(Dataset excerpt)
%%

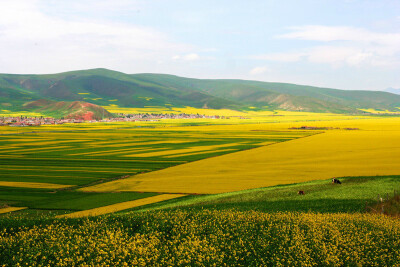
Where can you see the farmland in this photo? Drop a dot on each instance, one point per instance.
(201, 192)
(42, 167)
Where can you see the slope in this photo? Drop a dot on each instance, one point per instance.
(71, 110)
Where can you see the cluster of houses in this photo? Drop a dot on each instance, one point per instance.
(147, 116)
(37, 121)
(33, 121)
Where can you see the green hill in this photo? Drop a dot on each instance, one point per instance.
(69, 110)
(104, 87)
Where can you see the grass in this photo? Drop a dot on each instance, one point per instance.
(121, 206)
(320, 196)
(203, 238)
(55, 157)
(334, 153)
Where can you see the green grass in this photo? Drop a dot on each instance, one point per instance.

%%

The task >>
Set down, word for word, every line from the line that holds "Where can you see the cluster" to the end of the entries above, including both ends.

Result >>
Where can you see the cluster of houses in this photo? Drop a dot on each instance, one point per instance.
(147, 116)
(37, 121)
(33, 121)
Where can you see the green hill in this photo? Drop a dot on each instance, one point per instance.
(69, 110)
(104, 87)
Where can you see the grass in this photo? Drop a dot on each instance, one point per instance.
(121, 206)
(320, 196)
(203, 238)
(55, 157)
(334, 153)
Where can you see the green grass in this photo? Drop a dot on each instance, one point per instance.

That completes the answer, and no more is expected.